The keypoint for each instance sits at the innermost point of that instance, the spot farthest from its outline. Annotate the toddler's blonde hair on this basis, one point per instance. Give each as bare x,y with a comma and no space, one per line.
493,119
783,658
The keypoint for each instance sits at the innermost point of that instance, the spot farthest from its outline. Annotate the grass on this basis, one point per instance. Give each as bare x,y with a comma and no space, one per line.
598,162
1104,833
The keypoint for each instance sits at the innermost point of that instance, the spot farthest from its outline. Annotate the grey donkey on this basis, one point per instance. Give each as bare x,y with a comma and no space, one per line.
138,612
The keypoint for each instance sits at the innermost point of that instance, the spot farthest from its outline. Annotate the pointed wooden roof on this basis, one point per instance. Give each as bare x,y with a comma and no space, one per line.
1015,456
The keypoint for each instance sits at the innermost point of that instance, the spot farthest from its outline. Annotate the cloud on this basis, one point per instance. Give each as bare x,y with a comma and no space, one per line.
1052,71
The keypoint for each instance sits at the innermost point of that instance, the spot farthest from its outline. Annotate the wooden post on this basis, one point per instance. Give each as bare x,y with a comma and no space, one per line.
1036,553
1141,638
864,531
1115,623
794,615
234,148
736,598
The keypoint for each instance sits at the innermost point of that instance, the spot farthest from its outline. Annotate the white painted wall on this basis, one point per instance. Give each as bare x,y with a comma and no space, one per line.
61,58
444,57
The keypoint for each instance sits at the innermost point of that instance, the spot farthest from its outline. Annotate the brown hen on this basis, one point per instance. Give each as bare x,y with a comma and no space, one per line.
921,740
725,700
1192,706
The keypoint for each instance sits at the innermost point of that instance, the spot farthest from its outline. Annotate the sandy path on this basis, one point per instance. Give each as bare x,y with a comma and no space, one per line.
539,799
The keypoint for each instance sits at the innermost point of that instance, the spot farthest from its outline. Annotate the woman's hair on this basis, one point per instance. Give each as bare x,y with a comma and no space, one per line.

***

• _TASK INSTRUCTIONS_
Rewrite all of the entries above, replacing "Annotate" with "Mark" each time it appears and leaving everything else unchanged.

• _TASK SOLUTION_
The keypoint for each instance sits at the innermost point of that instance, the spot farthest from its outline. Mark the toddler's blonde hair on this basis, one point per instance. Give each as bare x,y with a comma and no space, one per line.
493,119
783,658
The keypoint for each instance sits at the innermost point of that instance, the spot farthest from its outline. Mark the grass on this basis, one point per instance. Give each as bare x,y with a comma and no space, one per line.
598,162
1104,833
The keypoint for each instance sits at the innermost point of that instance, the spot farthest from its outline. Mark the grey donkey on this basis, one point per instance. Give each as bare x,y with a comma and no space, one per line.
138,612
The keypoint for each instance sits at the innermost point of that instance, the spot farthest from its outline. Mark the pointed wooden roof on this basis, one point per instance. Give each as bare x,y with a comma and no space, one per line.
1015,456
The keypoint for each instance sits at the innermost point of that instance, the spot farthest from its outline. Mark the cloud on this basis, one point per instance. Give each as bare x,y with a comma and no space, one per line.
1052,71
The keypoint for each instance sits at the innermost point of that instance, the spot farthest from its outline. Mark the wooden post on this basis, one point per instance. Give each as bare x,y with a comma and no space, one per line.
1036,553
1141,638
864,531
1115,623
794,615
234,148
736,598
The keypoint for each instance sits at the innermost point of that instance, the spot farthest from its outline. Mark the white painted wall on this basis, one point per instance. Give each as bare x,y with a comma and no space, one per line.
61,58
444,57
The keypoint for each instance sits at the innermost point of that instance, the spot farthest from its outline. Mark the brown hen on this basis, one point per instance. Give each as bare x,y with a comma and no space, one per line.
921,740
725,700
1192,706
The keypoint for each instance sits at the innermost point of that instance, the spot farthest from its outline. Mark the sandy path on this basis, one point per instance. Give each as bare x,y with a comma and no space, one per line.
539,799
The keypoint for each instance sits at the innermost point of that instance, the spot farthest from its outline. Mark the woman's hair on this basis, one point per instance. Give each as bare x,y with a comma and no space, one per line.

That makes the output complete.